__What is needed__: Switch every "single marker" in the records below to "lone dot", and reproduce them otherwise unchanged.

__Data in this exercise__:

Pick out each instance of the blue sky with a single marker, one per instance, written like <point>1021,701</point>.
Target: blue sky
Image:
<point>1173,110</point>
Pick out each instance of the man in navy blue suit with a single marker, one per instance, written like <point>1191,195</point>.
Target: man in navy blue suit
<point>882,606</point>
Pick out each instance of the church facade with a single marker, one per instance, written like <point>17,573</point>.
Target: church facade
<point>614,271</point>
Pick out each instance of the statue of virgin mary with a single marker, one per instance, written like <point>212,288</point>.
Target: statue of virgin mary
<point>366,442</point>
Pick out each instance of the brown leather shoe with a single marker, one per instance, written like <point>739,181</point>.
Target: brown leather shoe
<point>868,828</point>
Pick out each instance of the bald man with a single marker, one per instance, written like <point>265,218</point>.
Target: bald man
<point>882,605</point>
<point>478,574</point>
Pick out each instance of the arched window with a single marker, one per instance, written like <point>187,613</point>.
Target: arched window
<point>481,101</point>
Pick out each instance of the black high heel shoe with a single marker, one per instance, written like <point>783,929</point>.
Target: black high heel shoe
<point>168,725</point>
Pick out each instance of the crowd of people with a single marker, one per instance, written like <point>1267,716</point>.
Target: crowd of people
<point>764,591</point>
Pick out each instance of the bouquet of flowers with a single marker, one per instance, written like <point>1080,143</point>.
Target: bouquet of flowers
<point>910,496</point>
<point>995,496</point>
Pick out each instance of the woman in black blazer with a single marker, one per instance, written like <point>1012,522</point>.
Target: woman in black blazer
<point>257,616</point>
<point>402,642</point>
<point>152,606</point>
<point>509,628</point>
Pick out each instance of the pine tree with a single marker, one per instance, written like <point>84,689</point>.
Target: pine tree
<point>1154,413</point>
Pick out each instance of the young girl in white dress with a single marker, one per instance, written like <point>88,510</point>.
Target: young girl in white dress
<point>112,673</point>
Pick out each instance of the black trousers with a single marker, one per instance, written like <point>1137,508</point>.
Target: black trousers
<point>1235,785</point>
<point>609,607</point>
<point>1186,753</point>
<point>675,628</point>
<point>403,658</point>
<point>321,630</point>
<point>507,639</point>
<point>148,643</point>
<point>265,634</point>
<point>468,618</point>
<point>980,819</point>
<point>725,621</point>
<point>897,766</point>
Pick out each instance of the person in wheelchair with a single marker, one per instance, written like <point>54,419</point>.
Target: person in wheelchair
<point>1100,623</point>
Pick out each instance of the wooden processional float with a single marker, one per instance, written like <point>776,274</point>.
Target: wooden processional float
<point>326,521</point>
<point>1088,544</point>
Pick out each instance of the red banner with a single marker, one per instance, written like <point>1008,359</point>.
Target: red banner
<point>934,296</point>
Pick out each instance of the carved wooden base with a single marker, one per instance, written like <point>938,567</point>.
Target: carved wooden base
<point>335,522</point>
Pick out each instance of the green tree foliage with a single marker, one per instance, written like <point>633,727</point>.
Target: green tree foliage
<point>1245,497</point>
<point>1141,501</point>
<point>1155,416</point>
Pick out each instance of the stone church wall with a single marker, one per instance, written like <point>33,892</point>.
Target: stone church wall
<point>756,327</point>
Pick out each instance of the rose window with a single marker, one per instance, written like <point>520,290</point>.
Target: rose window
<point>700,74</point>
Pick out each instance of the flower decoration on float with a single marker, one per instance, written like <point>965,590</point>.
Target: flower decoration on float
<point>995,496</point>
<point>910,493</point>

__Worked solution__:
Pick out each instance of the blue sky with a lone dot, one per instance, written like <point>1021,701</point>.
Target: blue sky
Image:
<point>1173,110</point>
Pick out each instance of the man in navy blue suit with a lone dot, one per instance, written like <point>1191,195</point>.
Target: man in navy blue suit
<point>882,606</point>
Pick out each instance of the church facade with a lone dot, one per instance, written like <point>17,573</point>.
Target: church facade
<point>614,271</point>
Pick out each instance of the statue of virgin mary with a lone dot, one per instance, written like <point>212,288</point>.
Target: statue of virgin mary
<point>366,442</point>
Pick out each instance of the brown leather shoe with a lone dot, one per instance, written like <point>739,181</point>.
Target: brown leather shoe
<point>868,828</point>
Pick out each instance of the bald man with a lone dot, one per instance, written like <point>265,218</point>.
Target: bald man
<point>882,605</point>
<point>478,574</point>
Pick out each instance of the arched window with a lone dot, one per instance, written like <point>187,613</point>.
Target: arched window
<point>481,101</point>
Pick out each instance of the black high heel shoe with a lone dot, one per instance, written like <point>783,929</point>.
Target: black high heel shoe
<point>168,725</point>
Pick out each instance of the crowd of people with a lone dot, one per instance, written like <point>1267,716</point>.
Target: crowd of people
<point>764,591</point>
Pick out each instance of the bouquet of flowers with a lone dot, one per instance, written like <point>1080,143</point>.
Target: bouquet of flowers
<point>910,496</point>
<point>995,496</point>
Pick out each instance of the woman in black blazer with a lone dot, one per instance, written like <point>1012,522</point>.
Target: woman in black blazer
<point>257,616</point>
<point>402,642</point>
<point>152,606</point>
<point>509,628</point>
Pick out each instance of the pine tree with a lone dot, one per instance, written like <point>84,689</point>.
Target: pine tree
<point>1154,413</point>
Pick out each instance of the young girl in white dress with a lone dot, one per instance, written like <point>88,510</point>.
Target: young girl in white dress
<point>112,673</point>
Pick out each instance of the black trousers with a lone dot, one per instance, written like <point>1137,508</point>.
Target: black trousers
<point>1235,785</point>
<point>609,607</point>
<point>1186,753</point>
<point>675,628</point>
<point>403,658</point>
<point>321,630</point>
<point>507,639</point>
<point>148,643</point>
<point>265,634</point>
<point>468,618</point>
<point>980,819</point>
<point>725,621</point>
<point>897,766</point>
Pick out each instance of the person in wheelchair with a lone dot, one per instance, written like <point>54,419</point>.
Target: person in wheelchair
<point>1100,623</point>
Pick out each instance of the wooden processional float with a lone dot, one per instance, written like <point>776,274</point>.
Target: wooden processional float
<point>326,521</point>
<point>1088,544</point>
Pick out each instance of the red banner with a lone dot, one per instance, written like <point>1008,359</point>.
Target: red banner
<point>934,296</point>
Pick out each instance of the carved wooden base with a lone dot, one per instance, written like <point>938,567</point>.
Target: carved wooden base
<point>335,522</point>
Pick out each instance of the green tree foliage with a lone dot, one per instance, written like <point>633,727</point>.
Target: green tree foliage
<point>1245,497</point>
<point>1141,501</point>
<point>1155,416</point>
Pick out each instance of the stone church wall with a lone dot, one per instance, written like <point>33,892</point>.
Target: stone church wall
<point>756,327</point>
Pick out each instance of the rose window with a lone dot, one per instance, written like <point>520,290</point>.
Target: rose window
<point>700,74</point>
Pick out each instance of the flower decoration on float with a lone dot, one per instance, written like <point>965,590</point>.
Target: flower decoration on float
<point>995,496</point>
<point>910,493</point>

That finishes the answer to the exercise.